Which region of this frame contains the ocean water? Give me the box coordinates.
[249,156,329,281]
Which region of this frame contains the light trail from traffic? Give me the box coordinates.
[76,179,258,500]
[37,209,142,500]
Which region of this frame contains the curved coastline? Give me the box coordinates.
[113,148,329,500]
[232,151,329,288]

--

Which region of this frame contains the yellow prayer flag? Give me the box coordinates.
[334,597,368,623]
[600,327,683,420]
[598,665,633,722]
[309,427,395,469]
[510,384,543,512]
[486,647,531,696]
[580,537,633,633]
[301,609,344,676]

* WRITTEN EXERCISE
Update the data from the line that contains "Which region of this frame contains the yellow" through the line that contains "[301,609,344,676]", replacing "prayer flag" with "banner" and leaving everything else unchanged.

* RESPONSE
Which region of this frame contains the yellow banner? Give me the box coordinates.
[334,597,368,623]
[600,327,683,420]
[598,665,633,722]
[309,427,395,469]
[510,384,543,512]
[486,647,531,696]
[580,537,633,633]
[301,609,344,676]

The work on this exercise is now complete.